## START

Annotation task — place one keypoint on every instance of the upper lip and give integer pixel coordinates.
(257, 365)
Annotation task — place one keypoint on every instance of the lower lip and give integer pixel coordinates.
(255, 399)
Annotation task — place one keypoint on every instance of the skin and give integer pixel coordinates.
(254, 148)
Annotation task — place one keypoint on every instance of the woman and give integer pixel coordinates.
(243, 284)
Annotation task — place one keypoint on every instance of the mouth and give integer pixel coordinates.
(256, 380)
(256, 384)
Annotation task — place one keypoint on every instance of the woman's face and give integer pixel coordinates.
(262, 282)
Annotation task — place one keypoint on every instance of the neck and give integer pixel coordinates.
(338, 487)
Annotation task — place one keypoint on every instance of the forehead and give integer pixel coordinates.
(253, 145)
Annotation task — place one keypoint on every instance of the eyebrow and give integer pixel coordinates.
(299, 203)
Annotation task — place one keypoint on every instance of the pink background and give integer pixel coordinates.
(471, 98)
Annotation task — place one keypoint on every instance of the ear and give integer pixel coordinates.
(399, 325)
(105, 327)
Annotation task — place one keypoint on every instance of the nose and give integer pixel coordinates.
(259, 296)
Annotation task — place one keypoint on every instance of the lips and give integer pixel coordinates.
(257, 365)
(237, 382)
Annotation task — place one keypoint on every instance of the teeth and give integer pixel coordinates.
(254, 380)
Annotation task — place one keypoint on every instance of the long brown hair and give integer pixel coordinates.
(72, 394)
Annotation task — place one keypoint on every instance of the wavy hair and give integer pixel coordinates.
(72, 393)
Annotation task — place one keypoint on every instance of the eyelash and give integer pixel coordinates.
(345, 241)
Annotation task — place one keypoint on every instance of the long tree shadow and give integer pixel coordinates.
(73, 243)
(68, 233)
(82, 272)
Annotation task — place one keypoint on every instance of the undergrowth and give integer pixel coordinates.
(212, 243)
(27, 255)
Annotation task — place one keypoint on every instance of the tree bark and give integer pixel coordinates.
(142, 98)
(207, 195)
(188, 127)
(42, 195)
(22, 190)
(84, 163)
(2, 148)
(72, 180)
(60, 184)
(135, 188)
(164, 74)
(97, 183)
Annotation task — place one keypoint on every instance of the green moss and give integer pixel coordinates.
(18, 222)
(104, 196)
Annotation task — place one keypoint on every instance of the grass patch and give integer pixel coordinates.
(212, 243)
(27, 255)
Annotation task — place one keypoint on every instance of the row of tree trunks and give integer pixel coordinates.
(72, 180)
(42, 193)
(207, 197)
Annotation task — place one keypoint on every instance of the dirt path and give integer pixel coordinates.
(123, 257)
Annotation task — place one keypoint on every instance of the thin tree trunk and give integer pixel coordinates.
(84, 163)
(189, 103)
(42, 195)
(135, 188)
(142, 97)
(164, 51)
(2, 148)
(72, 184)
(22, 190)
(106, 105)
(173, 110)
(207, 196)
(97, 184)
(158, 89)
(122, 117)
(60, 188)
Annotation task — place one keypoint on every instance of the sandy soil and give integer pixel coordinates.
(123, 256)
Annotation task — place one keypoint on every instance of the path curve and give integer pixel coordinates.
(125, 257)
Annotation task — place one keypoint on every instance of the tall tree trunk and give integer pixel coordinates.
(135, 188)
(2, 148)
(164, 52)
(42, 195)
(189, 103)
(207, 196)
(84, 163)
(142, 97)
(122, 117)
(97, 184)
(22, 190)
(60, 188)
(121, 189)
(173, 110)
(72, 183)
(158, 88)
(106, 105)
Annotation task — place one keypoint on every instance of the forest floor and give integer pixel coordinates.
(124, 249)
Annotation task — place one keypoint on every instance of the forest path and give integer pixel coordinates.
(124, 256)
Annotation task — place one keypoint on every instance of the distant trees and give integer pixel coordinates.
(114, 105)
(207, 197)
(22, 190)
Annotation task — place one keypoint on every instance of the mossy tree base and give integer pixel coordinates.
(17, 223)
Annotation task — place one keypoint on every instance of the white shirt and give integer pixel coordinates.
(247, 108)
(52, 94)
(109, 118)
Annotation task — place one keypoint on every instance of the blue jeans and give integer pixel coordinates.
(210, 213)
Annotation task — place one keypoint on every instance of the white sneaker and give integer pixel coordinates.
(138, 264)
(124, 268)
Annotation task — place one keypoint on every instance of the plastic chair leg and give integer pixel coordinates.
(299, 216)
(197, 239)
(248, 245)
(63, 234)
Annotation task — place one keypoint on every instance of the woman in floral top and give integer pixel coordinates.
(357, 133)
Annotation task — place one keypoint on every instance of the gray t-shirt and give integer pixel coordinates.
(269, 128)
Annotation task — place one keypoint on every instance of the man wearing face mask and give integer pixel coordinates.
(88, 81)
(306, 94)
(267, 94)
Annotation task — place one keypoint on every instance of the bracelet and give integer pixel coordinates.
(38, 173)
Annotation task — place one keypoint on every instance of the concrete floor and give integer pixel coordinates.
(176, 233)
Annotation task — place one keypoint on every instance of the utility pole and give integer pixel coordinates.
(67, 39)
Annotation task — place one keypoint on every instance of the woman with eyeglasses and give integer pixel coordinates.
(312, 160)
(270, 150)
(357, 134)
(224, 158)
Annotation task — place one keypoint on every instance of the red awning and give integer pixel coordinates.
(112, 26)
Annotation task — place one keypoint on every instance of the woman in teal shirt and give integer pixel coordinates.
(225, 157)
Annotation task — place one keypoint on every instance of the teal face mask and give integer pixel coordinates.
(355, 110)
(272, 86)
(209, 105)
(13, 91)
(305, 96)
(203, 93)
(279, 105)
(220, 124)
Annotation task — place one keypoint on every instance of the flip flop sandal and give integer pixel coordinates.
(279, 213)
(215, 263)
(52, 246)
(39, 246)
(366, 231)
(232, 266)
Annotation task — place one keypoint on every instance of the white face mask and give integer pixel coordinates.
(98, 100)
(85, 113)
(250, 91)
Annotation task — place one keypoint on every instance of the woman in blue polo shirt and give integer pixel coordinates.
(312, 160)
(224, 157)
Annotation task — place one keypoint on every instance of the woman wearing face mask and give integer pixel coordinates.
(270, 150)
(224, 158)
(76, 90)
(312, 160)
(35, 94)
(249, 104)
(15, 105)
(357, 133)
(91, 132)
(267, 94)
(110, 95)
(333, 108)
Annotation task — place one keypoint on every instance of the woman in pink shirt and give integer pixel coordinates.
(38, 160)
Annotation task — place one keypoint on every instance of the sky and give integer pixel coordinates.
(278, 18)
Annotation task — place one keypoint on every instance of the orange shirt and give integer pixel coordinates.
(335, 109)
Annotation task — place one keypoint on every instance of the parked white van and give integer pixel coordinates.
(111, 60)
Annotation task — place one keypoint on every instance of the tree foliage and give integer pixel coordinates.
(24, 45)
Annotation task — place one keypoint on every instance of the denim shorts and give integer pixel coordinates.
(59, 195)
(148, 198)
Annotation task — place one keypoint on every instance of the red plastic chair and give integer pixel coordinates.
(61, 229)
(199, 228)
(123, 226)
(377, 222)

## END

- What the task requires
Would you reproduce the material above in full, exactly as given?

- Answer for the task
Annotation task — place one keypoint on every instance of the upper lip and give integer pixel coordinates.
(257, 365)
Annotation task — place one keypoint on every instance of the lower lip and give integer pixel coordinates.
(255, 399)
Annotation task — place one keypoint on every instance of the skin and give integer pixel coordinates.
(254, 148)
Annotation task — place one keypoint on every instance of the woman and give integer pixel coordinates.
(243, 284)
Annotation task — place one keypoint on every instance of the mouth and give integer pixel coordinates.
(256, 380)
(256, 384)
Annotation task — place one keypoint on every instance of the woman's face and give integer pixel coordinates.
(262, 282)
Annotation task — place one keypoint on every instance of the neck and give integer pixel coordinates.
(338, 487)
Annotation task — place one keypoint on every instance of the forehead and give integer pixel coordinates.
(253, 145)
Annotation task — place one keypoint on every instance of the eyebrow and give integer pixel coordinates.
(299, 203)
Annotation task — place one keypoint on every instance of the pink background and give integer pixel coordinates.
(471, 98)
Annotation task — place one keypoint on every instance of the ear and give integer pixel coordinates.
(399, 325)
(105, 327)
Annotation task — place one keypoint on every instance of the nose and give integer pixel coordinates.
(259, 296)
Annotation task — place one keypoint on every instance of the lips and give integer pixel coordinates.
(257, 365)
(237, 382)
Annotation task — place one keypoint on every instance of the teeth and give integer pixel coordinates.
(254, 380)
Annotation task — place one keypoint on every instance of the long brown hair and give integer pixel coordinates.
(72, 394)
Annotation task — place one keypoint on every instance of the wavy hair and give integer pixel coordinates.
(72, 393)
Annotation task — place one keypoint on every instance of the eyelash and give integer pixel coordinates.
(345, 241)
Annotation task — place one keypoint on every instance of the long tree shadow and give integer pixel coordinates.
(73, 243)
(68, 233)
(82, 272)
Annotation task — place one keypoint on every instance of the undergrowth and give integer pixel coordinates.
(212, 243)
(27, 255)
Annotation task — place one keypoint on every instance of the tree bark and give integer pixel coordinates.
(142, 98)
(207, 195)
(188, 127)
(42, 195)
(22, 190)
(84, 163)
(2, 148)
(72, 180)
(60, 184)
(135, 188)
(164, 74)
(97, 183)
Annotation task — place one keypoint on every instance of the green moss and give integer pixel coordinates.
(18, 222)
(104, 196)
Annotation task — place one keypoint on every instance of the grass patch and give integer pixel coordinates.
(212, 243)
(27, 255)
Annotation task — place one keypoint on every instance of the row of tree trunks and give integer pixel coordinates.
(72, 180)
(42, 193)
(207, 197)
Annotation task — place one keypoint on every instance of the dirt path and give integer pixel coordinates.
(123, 257)
Annotation task — place one keypoint on every instance of the thin tree trunk and give integer pixel coordinates.
(84, 163)
(189, 103)
(42, 195)
(135, 188)
(142, 97)
(164, 51)
(2, 148)
(72, 184)
(22, 190)
(106, 105)
(173, 110)
(207, 196)
(97, 184)
(158, 89)
(122, 117)
(60, 188)
Annotation task — place one keypoint on every instance of the sandy soil and give integer pixel coordinates.
(123, 256)
Annotation task — place one keypoint on every instance of the path curve and give integer pixel coordinates.
(125, 257)
Annotation task — place one keypoint on every instance of the tall tree trunk and give integer pixel coordinates.
(135, 188)
(2, 148)
(164, 52)
(42, 195)
(189, 103)
(207, 196)
(84, 163)
(142, 97)
(122, 117)
(97, 184)
(22, 190)
(60, 188)
(121, 189)
(173, 110)
(72, 183)
(158, 88)
(106, 105)
Annotation task — place one keypoint on every instance of the forest floor and give integer pixel coordinates.
(124, 249)
Annotation task — place one keypoint on every instance of the forest path and give integer pixel coordinates.
(124, 256)
Annotation task — place one keypoint on every instance of the distant trees and give integer pixel coordinates.
(114, 105)
(207, 197)
(22, 190)
Annotation task — place one keypoint on every instance of the mossy tree base and give integer pixel coordinates.
(17, 223)
Annotation task — place one keypoint on every instance of the white shirt and give integer pixel coordinates.
(247, 108)
(52, 94)
(109, 118)
Annotation task — place one keypoint on every instance of the blue jeans and give integer pixel coordinates.
(210, 213)
Annotation task — place one keypoint on every instance of the white sneaker and give integer pixel coordinates.
(138, 264)
(124, 268)
Annotation task — place one keypoint on every instance of the plastic chair leg and give integer pixel coordinates.
(299, 216)
(197, 239)
(248, 245)
(63, 234)
Annotation task — place one keypoint on every instance of the woman in floral top and give integer pixel coordinates.
(357, 133)
Annotation task — place one keypoint on every instance of the gray t-shirt and give integer pixel coordinates.
(269, 128)
Annotation task — place one keypoint on every instance of the man wearing face mask and give integer pixel coordinates.
(88, 81)
(306, 94)
(267, 94)
Annotation task — place one keypoint on every instance of the bracelet and give integer pixel coordinates.
(38, 173)
Annotation task — place one keypoint on every instance of the concrete floor and give integer pixel coordinates.
(176, 233)
Annotation task — place one keypoint on every instance of the utility pole and give integer pixel coordinates.
(67, 39)
Annotation task — place one keypoint on every instance of the woman with eyeglasses and give integer pixel coordinates.
(312, 160)
(270, 150)
(357, 134)
(224, 158)
Annotation task — place one keypoint on every instance of the red awning and give integer pixel coordinates.
(112, 26)
Annotation task — place one keypoint on every instance of the woman in teal shirt and give integer pixel coordinates.
(225, 157)
Annotation task — place one keypoint on every instance of the teal face mask and give integer pixel coordinates.
(355, 110)
(272, 86)
(209, 105)
(13, 91)
(305, 96)
(203, 93)
(279, 105)
(220, 124)
Annotation task — place one keypoint on every instance of the flip flop sandal and give integer pixel coordinates.
(279, 213)
(215, 263)
(52, 246)
(39, 246)
(366, 231)
(232, 266)
Annotation task — place one keypoint on every instance of the white face mask and give integer pixel coordinates.
(98, 100)
(85, 113)
(250, 91)
Annotation task — place one keypoint on every instance of the woman in blue polo shirt and give integer pixel coordinates.
(312, 160)
(224, 157)
Annotation task — place one keypoint on every instance of the woman wearing face mask and give integer pixel coordinates.
(270, 150)
(224, 158)
(76, 90)
(312, 160)
(35, 94)
(249, 104)
(15, 105)
(357, 133)
(91, 132)
(267, 94)
(110, 95)
(333, 108)
Annotation task — place one keypoint on every instance of the woman in pink shirt and give integer pixel coordinates.
(38, 160)
Annotation task — place one keypoint on every instance of the sky and give integer pixel coordinates.
(278, 18)
Annotation task — place one keypoint on every instance of the orange shirt and give integer pixel coordinates.
(335, 109)
Annotation task — place one keypoint on every instance of the parked white van and give integer pixel coordinates.
(111, 60)
Annotation task — place one keypoint on every instance of the tree foliage and give integer pixel coordinates.
(24, 45)
Annotation task — place one keypoint on every instance of the denim shorts and give integer pixel coordinates.
(59, 195)
(148, 198)
Annotation task — place one keypoint on every instance of the red plastic chair and give integer pixel coordinates.
(61, 229)
(199, 228)
(123, 226)
(377, 222)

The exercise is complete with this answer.